--- Records shown ---

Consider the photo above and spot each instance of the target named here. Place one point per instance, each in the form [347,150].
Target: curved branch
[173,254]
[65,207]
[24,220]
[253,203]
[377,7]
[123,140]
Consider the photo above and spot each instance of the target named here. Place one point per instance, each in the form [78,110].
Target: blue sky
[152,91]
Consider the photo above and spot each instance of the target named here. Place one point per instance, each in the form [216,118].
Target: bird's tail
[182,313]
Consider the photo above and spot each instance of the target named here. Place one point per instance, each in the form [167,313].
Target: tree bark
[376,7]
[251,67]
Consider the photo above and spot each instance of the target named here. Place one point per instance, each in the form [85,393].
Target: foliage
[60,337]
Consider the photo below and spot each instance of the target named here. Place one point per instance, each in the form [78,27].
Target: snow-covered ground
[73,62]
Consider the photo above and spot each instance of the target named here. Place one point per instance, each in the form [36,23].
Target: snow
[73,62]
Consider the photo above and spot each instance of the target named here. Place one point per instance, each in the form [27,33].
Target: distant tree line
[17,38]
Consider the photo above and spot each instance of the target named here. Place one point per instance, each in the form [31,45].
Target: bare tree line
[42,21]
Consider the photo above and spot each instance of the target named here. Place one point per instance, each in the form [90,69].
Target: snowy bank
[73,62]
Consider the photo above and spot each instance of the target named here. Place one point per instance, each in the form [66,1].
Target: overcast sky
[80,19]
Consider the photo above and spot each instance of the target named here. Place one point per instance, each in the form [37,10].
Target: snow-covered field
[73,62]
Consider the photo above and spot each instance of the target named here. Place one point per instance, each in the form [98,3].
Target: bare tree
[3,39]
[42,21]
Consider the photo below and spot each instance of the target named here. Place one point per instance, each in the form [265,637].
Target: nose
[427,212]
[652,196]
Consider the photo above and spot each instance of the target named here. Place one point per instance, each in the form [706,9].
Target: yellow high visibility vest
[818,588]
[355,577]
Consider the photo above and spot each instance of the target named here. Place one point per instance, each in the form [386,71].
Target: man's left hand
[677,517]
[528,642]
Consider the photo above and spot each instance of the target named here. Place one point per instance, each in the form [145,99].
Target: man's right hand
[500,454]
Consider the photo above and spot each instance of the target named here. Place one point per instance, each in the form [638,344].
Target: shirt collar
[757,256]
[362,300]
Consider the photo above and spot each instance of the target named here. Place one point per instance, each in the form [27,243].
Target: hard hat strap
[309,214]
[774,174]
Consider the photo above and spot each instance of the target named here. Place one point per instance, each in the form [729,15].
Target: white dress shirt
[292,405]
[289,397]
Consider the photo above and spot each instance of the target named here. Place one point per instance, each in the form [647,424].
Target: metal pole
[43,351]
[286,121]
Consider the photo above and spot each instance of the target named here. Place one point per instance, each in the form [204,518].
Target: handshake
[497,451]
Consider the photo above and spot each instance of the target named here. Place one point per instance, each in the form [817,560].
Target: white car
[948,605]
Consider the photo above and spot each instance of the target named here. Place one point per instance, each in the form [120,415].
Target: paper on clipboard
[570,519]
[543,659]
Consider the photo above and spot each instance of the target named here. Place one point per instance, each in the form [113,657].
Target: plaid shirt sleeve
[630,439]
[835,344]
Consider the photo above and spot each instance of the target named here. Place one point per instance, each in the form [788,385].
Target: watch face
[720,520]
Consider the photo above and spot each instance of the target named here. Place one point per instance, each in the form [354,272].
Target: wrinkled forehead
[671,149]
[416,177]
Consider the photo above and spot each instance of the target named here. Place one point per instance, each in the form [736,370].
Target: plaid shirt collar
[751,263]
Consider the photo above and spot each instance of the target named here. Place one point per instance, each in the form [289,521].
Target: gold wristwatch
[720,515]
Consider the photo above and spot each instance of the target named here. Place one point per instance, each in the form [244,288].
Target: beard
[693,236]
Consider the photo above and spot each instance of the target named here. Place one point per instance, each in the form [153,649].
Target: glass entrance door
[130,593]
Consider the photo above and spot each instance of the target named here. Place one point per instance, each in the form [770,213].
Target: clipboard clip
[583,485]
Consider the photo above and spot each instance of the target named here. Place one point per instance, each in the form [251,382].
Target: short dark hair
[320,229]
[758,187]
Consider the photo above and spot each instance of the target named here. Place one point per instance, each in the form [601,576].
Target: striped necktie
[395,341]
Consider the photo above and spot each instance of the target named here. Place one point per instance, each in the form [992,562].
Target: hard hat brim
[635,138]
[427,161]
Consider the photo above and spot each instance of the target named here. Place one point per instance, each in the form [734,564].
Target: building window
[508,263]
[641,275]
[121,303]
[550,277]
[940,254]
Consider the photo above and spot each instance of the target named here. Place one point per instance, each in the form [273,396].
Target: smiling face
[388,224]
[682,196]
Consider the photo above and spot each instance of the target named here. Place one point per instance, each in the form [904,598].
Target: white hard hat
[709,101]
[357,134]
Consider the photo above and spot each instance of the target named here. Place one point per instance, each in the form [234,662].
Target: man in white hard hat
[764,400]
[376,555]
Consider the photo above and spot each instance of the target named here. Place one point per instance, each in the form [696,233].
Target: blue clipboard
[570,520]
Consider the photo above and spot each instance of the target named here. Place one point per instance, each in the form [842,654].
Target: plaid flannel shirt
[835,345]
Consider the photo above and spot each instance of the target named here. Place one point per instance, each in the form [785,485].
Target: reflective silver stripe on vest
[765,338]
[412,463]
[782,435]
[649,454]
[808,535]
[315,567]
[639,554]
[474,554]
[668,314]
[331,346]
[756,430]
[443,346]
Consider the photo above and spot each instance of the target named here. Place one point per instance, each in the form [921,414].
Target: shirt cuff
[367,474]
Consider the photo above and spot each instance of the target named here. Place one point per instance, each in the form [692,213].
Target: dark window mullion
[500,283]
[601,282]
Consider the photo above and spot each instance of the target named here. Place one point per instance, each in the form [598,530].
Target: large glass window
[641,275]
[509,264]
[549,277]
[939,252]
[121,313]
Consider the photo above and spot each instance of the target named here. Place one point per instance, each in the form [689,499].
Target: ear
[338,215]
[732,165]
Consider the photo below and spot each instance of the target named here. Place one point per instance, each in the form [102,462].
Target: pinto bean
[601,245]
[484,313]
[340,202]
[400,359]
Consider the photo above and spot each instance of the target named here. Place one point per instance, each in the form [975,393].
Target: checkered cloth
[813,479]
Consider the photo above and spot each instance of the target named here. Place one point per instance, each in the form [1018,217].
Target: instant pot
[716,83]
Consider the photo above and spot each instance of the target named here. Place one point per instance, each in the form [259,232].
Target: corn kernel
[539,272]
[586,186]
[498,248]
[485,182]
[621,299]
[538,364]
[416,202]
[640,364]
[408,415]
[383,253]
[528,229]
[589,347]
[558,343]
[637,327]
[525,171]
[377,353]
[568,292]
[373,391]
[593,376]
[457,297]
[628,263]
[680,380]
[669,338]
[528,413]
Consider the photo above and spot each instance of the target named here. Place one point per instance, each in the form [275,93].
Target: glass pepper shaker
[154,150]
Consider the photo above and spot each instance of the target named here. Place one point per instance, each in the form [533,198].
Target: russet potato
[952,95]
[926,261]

---

_What you are asked to do_: Repeat all entries. Match them exactly.

_Result below_:
Consider the photo above and spot each instance of the target named here. Place one point per instance, each in the form [347,150].
Target: curved branch
[173,254]
[65,207]
[24,220]
[253,203]
[377,7]
[123,140]
Consider the photo above and spot each instance of the target named here. Place one point per instance, each in the form [78,110].
Target: blue sky
[152,91]
Consider the photo above and spot each instance of the target named here. Place one point per instance, each in the form [216,118].
Target: bird's tail
[182,313]
Consider the photo above and spot each instance of the target named here. Place one point per instance, each in the form [167,313].
Target: tree bark
[376,7]
[251,67]
Consider the photo above and spot each instance of the target named here. Place one point per instance, each in the form [85,393].
Target: foliage
[60,337]
Consider the photo below and spot each instance of the target named here. Place one point per instance, each in the form [78,27].
Target: snow-covered ground
[73,62]
Consider the photo above and spot each instance of the target named here. Place one point per instance, each in the form [36,23].
Target: snow
[73,62]
Consider the photo above and spot each instance of the target named here. Place one point per instance, each in the form [27,33].
Target: distant tree line
[17,38]
Consider the photo above and spot each instance of the target named here. Place one point per instance, each in the form [31,45].
Target: bare tree line
[42,21]
Consider the photo above and spot each instance of the target named here. Place one point per instance, each in the form [90,69].
Target: snowy bank
[73,62]
Consider the photo above and spot each instance of the target named here. Place one point per instance, each in the form [66,1].
Target: overcast sky
[80,19]
Consider the photo above and spot each instance of the target named here. Place one point per instance, each in the form [37,10].
Target: snow-covered field
[73,62]
Consider the photo above and spot each instance of the target named here. Place one point per instance, each in the form [98,3].
Target: bare tree
[3,39]
[42,21]
Consider the photo below and spot each instance of the target named here. Place one point per instance, each in the form [265,637].
Target: nose
[427,212]
[652,196]
Consider the photo above and spot each instance of the target named here. Place one point per instance, each in the form [706,9].
Target: yellow high visibility vest
[818,588]
[355,577]
Consider the photo above and spot each instance of the target named here. Place one point per instance, each in the form [386,71].
Target: man's left hand
[677,517]
[528,642]
Consider the photo above and spot each instance of the target named here. Place one point per instance, each in the form [145,99].
Target: man's right hand
[500,454]
Consider the photo above and spot each instance of the target named here. Place one point per instance, each in the form [638,344].
Target: shirt collar
[757,256]
[362,300]
Consider the photo above and spot each instance of the target named here. Place one point per instance, each in the form [27,243].
Target: hard hat strap
[309,214]
[774,174]
Consider the photo above and spot each instance of the target named here. Place one point per instance, each in the form [729,15].
Target: white dress shirt
[292,405]
[289,397]
Consider the photo above and spot each instance of the target named here. Place one point per instance, each in the form [647,424].
Target: metal pole
[43,351]
[286,121]
Consider the photo above and spot each instance of the target named here. Place one point per instance, each in the form [204,518].
Target: handshake
[497,451]
Consider the photo above and spot each instance of the target named here. Place one point per instance, each in the form [817,560].
Target: white car
[948,605]
Consider the photo above and spot each instance of the target named here. Place one point per instance, each in the form [120,415].
Target: paper on clipboard
[570,519]
[543,659]
Consider the photo above and spot each instance of the target named here. Place one point per instance, each in the form [113,657].
Target: plaid shirt sleeve
[630,439]
[835,344]
Consider the photo above and spot each instance of the target named here. Place one point per instance, each in the form [788,385].
Target: watch face
[720,520]
Consider the photo above and spot each instance of the target named here. Place one point per instance, each in the form [354,272].
Target: wrinkled forehead
[671,149]
[416,177]
Consider the photo above and spot each instance of the target named here. Place one point per instance, each in the form [736,370].
Target: plaid shirt collar
[751,263]
Consider the photo above and spot each instance of the target named here. Place one point per instance, each in the form [289,521].
Target: gold wristwatch
[720,515]
Consider the photo above and spot each instance of the target named here. Place one point per instance, each in the form [244,288].
Target: beard
[693,236]
Consider the photo above and spot each instance of the target named here. Place one point per instance, each in the form [153,649].
Target: glass entrance door
[130,593]
Consider the photo above and spot each instance of the target named here. Place one point per instance, each in the form [770,213].
Target: clipboard clip
[583,485]
Consider the photo above and spot each instance of the target named here. Place one point per instance, each in the form [251,382].
Target: short dark hair
[320,229]
[758,187]
Consider the photo above and spot each instance of the target named here. Place one point per instance, each in the form [601,576].
Target: striped necktie
[395,341]
Consider the photo above and spot each instance of the target named here. Place one point per instance, each in the form [992,562].
Target: hard hat brim
[635,138]
[427,161]
Consider the photo above and spot each instance of the target named here. Place one point per instance, each in the form [734,564].
Target: building window
[508,263]
[641,275]
[121,303]
[550,277]
[940,254]
Consider the photo above and spot each instance of the target named here. Place one point per instance, each in the form [273,396].
Target: smiling face
[388,224]
[682,196]
Consider the photo above and spot each instance of the target named here. Place one point per instance, each in the form [904,598].
Target: white hard hat
[709,101]
[357,134]
Consider the photo above and spot each instance of the target named here. Place one point per instance, each in the form [234,662].
Target: man in white hard hat
[764,400]
[376,555]
Consider the photo above and spot each instance of the target named here. Place one point per instance, each in the form [696,233].
Target: blue clipboard
[570,520]
Consider the photo above and spot each instance of the target named here. Place one point per instance, each in the form [842,654].
Target: plaid flannel shirt
[835,345]
Consider the photo above and spot each instance of the target named here. Place one point per instance, each in the form [785,485].
Target: reflective silver stripe on vest
[765,338]
[412,463]
[782,435]
[649,454]
[808,535]
[315,567]
[639,554]
[474,554]
[668,314]
[331,346]
[756,430]
[443,346]
Consider the photo above and spot each instance of the target named here. Place one point per instance, each in the form [921,414].
Target: shirt cuff
[367,474]
Consider the photo above and spot each instance of the target named here. Place one point per instance, each in the form [692,213].
Target: dark window mullion
[500,283]
[601,282]
Consider the photo above and spot each instance of the target named here. Place one point per instance, each in the form [598,530].
Target: large glass window
[641,275]
[509,264]
[549,277]
[939,252]
[121,313]
Consider the photo above and spot each instance of the target named here. Place one point per instance, each in the form [689,499].
Target: ear
[338,215]
[732,165]
Consider the photo below and spot each instance of the target named here. Place one point per instance, each in the form [102,462].
Target: pinto bean
[601,245]
[484,313]
[340,202]
[400,359]
Consider the photo above and spot each instance of the target named here. Place one point per instance, each in the form [975,393].
Target: checkered cloth
[813,479]
Consider the photo above and spot each instance of the target named here. Place one point per instance, each in the form [1018,217].
Target: instant pot
[716,83]
Consider the photo above and spot each instance of the target named here. Place one point per instance, each in the form [259,232].
Target: corn kernel
[539,272]
[586,186]
[498,248]
[485,182]
[621,299]
[538,364]
[416,202]
[640,364]
[408,415]
[383,253]
[528,229]
[589,347]
[558,343]
[637,327]
[525,171]
[377,353]
[568,292]
[373,391]
[593,376]
[457,297]
[628,263]
[680,380]
[669,338]
[528,413]
Consider the photo above and spot each instance of the target named here. Place one point per instance, each in the form [275,93].
Target: glass pepper shaker
[154,150]
Consider the photo above and spot each instance of the target named here. Place one point per instance, each in the form [533,198].
Target: russet potato
[952,95]
[926,261]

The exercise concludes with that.